══ Supplied records

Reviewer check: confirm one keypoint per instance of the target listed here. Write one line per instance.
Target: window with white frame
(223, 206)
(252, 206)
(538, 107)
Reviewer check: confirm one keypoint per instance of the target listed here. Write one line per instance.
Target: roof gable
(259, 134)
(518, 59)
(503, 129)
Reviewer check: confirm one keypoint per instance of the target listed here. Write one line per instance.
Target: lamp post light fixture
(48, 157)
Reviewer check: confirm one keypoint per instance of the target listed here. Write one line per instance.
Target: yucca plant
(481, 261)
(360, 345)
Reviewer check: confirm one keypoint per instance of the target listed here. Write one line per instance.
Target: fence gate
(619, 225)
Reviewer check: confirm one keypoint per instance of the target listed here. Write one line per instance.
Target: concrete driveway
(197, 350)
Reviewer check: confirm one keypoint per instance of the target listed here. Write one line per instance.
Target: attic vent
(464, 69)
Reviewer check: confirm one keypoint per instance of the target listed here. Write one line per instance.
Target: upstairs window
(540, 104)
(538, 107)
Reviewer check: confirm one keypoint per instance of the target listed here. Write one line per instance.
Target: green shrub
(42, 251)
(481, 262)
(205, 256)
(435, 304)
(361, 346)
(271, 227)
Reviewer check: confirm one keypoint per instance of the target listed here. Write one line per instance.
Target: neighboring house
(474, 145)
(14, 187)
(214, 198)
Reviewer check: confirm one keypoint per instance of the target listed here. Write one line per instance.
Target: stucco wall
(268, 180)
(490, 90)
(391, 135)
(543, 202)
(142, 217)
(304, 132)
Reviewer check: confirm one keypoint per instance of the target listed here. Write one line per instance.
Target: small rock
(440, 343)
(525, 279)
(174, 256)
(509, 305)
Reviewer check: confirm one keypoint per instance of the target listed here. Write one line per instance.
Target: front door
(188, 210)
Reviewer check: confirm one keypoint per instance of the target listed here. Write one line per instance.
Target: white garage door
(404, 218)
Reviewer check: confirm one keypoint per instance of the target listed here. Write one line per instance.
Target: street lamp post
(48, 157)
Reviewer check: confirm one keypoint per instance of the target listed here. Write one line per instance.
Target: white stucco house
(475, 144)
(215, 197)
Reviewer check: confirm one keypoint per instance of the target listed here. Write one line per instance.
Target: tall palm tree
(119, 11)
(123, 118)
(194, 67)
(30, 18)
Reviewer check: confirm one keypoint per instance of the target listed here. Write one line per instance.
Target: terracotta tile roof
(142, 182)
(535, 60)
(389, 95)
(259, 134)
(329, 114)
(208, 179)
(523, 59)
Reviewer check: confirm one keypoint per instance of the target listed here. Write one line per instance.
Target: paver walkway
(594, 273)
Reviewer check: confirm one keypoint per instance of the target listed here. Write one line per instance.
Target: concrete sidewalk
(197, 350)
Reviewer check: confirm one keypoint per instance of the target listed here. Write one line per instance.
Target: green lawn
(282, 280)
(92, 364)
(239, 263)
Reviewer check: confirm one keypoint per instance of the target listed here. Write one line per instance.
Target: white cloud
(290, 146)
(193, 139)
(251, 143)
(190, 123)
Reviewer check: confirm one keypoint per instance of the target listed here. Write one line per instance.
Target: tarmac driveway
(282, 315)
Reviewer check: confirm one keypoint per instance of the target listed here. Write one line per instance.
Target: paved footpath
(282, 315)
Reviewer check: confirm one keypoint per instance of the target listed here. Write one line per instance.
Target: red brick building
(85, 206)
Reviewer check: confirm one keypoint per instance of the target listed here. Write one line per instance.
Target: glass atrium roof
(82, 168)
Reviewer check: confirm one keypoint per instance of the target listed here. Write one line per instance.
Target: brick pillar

════

_Your instructions_
The whole listing needs repeating. Match each line exactly.

_Response to the task_
Reviewer check: confirm one keypoint per instance of the target listed here. Write one line per instance.
Target: window with white frame
(223, 206)
(252, 206)
(538, 107)
Reviewer check: confirm one keypoint per instance of the target listed here. Write one line per instance.
Target: roof gable
(259, 134)
(518, 59)
(503, 129)
Reviewer check: confirm one keypoint per instance of the target listed here. Write one line per instance.
Target: lamp post light fixture
(48, 157)
Reviewer check: confirm one keypoint per instance of the target listed here. Write one line per instance.
Target: yucca plant
(481, 261)
(360, 345)
Reviewer check: confirm one keypoint per instance of the target listed here. Write one line per instance.
Target: fence gate
(619, 225)
Reviewer check: confirm one keypoint per instance of the target listed here. Write one line per instance.
Target: concrete driveway
(197, 350)
Reviewer check: confirm one keypoint per instance of the target listed here. Write one line per instance.
Target: attic vent
(464, 69)
Reviewer check: confirm one keypoint per instance of the target listed here. Write one line per instance.
Target: upstairs window
(540, 104)
(538, 107)
Reviewer check: confirm one keypoint per instance of the target listed here. Write one line per instance.
Target: green shrub
(42, 251)
(481, 262)
(205, 256)
(435, 304)
(361, 346)
(271, 227)
Reviewer check: confirm one keypoint per instance of the target listed here. Write one line per instance.
Target: neighboring house
(474, 145)
(14, 187)
(214, 198)
Reviewer check: confirm one keypoint per instance of the target listed here. Write one line per instance.
Target: stucco wall
(268, 180)
(490, 90)
(391, 135)
(543, 202)
(142, 217)
(304, 132)
Reviewer check: confirm one keypoint per instance of the target listed here. Write one line per instance.
Target: small rock
(440, 343)
(525, 279)
(174, 256)
(509, 305)
Reviewer check: confirm one keypoint per instance of the target listed here. Write one line per instance.
Target: front door
(188, 210)
Reviewer check: confirm one keypoint per instance of the target listed here. Write one line per instance.
Target: white garage door
(404, 218)
Reviewer check: confirm one keypoint per instance of the target listed here. Write one line per instance.
Target: street lamp post
(48, 157)
Reviewer check: confirm one keypoint per instance of the target listed here. Write one line per instance.
Target: white stucco house
(475, 144)
(215, 197)
Reviewer check: confirm one keypoint per instance of the target listed here. Write one line per instance.
Target: tall palm tree
(119, 11)
(123, 118)
(194, 67)
(30, 18)
Reviewer check: confirm one keypoint per instance of the target listed here. Write one line per instance.
Target: terracotta tile roof
(142, 182)
(535, 60)
(389, 95)
(259, 134)
(329, 114)
(208, 179)
(523, 59)
Reviewer check: confirm one keypoint per instance of the target listed here. Write one line per instance.
Target: paver walkway
(594, 273)
Reviewer check: confirm one keypoint per instance of the target listed here. Write one line per instance.
Target: concrete sidewalk
(197, 350)
Reviewer check: confirm one keypoint per instance of the target listed here. Write one line per instance.
Target: green lawn
(282, 280)
(92, 364)
(239, 263)
Reviewer check: confirm one keypoint per instance of the target listed here. Write one line per instance.
Target: white cloud
(290, 146)
(193, 139)
(251, 143)
(190, 123)
Reviewer check: confirm one keypoint per instance of the target listed here. Write one line per instance.
Target: tarmac driveway
(282, 315)
Reviewer check: confirm one keypoint per instance of the target listed here. Write one line per instance.
Target: paved footpath
(282, 315)
Reviewer check: confirm one keypoint per instance of the target listed here. Write one line per instance.
Target: red brick building
(85, 206)
Reviewer check: confirm one keypoint per instance of the target listed here. Write one line per instance.
Target: glass atrium roof
(82, 168)
Reviewer check: confirm one keypoint per instance of the target listed here. Write one line per instance.
Target: brick pillar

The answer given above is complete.